» TASK DESCRIPTION: Could you find every line in the records below that contains the word "military" and copy it?

-- Opening Marker --

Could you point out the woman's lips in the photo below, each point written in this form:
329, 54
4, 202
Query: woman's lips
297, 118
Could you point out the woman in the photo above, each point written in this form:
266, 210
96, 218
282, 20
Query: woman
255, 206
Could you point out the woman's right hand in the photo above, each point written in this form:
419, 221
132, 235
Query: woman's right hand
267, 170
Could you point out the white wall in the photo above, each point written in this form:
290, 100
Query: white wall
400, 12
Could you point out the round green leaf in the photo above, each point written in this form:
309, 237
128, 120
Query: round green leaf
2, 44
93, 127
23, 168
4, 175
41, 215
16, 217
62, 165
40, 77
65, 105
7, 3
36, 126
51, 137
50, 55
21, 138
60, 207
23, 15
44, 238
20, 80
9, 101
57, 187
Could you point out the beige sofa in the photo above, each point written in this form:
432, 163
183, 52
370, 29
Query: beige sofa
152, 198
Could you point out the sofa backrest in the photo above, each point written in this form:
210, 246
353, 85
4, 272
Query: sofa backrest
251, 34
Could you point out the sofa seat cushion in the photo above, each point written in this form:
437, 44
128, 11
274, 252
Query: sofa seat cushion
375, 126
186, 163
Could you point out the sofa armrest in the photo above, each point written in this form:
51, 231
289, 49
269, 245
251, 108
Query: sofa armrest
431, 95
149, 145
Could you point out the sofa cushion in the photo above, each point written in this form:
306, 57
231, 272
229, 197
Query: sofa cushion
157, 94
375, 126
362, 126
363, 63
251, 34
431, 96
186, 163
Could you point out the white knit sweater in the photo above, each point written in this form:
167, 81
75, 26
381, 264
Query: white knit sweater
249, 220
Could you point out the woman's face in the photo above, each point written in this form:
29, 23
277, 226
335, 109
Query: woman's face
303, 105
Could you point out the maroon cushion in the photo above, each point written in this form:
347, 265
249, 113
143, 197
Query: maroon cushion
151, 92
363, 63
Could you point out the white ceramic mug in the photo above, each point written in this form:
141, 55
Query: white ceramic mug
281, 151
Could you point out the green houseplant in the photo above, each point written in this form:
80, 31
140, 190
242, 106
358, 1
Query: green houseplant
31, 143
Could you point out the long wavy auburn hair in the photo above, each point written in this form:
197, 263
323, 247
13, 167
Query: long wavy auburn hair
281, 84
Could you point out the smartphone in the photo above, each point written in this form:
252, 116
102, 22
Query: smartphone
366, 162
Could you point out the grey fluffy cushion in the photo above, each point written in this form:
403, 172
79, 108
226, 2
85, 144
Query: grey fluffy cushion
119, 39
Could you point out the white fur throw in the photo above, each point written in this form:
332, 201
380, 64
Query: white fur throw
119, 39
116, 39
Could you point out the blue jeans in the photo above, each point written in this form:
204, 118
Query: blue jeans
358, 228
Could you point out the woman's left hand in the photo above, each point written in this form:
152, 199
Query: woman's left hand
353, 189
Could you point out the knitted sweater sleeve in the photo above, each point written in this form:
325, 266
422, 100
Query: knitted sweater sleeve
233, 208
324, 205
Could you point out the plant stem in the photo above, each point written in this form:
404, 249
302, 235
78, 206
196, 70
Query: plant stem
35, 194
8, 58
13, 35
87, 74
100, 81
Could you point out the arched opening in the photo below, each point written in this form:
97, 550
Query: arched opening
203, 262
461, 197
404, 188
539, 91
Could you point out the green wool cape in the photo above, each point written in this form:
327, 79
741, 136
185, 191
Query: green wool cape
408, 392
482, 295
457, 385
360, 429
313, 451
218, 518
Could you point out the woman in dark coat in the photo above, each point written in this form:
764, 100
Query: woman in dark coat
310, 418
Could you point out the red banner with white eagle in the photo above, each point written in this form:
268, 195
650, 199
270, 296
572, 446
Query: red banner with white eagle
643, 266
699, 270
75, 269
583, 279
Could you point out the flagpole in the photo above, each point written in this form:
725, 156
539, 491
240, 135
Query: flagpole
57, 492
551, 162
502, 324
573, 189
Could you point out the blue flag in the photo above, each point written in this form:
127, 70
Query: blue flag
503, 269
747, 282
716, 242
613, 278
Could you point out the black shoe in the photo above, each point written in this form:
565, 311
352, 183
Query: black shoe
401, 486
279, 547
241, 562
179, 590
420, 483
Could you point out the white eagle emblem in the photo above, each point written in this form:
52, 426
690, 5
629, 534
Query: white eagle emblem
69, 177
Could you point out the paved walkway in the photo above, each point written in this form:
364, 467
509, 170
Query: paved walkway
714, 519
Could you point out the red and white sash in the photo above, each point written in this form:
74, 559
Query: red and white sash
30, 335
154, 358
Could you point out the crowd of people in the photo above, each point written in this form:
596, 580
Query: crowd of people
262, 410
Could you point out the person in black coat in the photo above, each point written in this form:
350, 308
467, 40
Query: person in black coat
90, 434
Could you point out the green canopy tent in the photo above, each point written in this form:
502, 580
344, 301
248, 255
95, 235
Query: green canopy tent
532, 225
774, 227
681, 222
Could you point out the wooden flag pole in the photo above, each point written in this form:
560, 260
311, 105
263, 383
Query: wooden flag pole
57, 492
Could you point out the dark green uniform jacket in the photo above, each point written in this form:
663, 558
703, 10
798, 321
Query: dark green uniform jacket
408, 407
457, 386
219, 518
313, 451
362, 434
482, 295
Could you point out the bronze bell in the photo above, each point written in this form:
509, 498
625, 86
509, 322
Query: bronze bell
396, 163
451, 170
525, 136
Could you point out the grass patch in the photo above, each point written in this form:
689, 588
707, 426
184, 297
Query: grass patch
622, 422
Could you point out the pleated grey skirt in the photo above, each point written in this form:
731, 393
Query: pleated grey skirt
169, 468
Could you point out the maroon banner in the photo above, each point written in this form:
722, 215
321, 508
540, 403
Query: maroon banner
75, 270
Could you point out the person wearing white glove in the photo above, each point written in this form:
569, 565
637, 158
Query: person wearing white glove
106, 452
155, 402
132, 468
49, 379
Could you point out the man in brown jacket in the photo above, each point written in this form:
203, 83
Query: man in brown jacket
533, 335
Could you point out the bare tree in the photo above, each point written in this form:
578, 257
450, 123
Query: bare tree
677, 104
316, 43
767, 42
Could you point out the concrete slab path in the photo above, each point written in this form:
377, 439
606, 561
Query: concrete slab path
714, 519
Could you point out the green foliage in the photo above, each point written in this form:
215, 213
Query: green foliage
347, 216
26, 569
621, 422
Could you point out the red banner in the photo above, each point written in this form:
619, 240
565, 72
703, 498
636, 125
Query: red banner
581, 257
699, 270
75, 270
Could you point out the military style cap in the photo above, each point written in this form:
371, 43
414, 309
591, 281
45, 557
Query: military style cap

-- Closing Marker --

» EXERCISE RESPONSE:
Could you point out the military style cap in the photo above, each point written in this form:
Query: military style cap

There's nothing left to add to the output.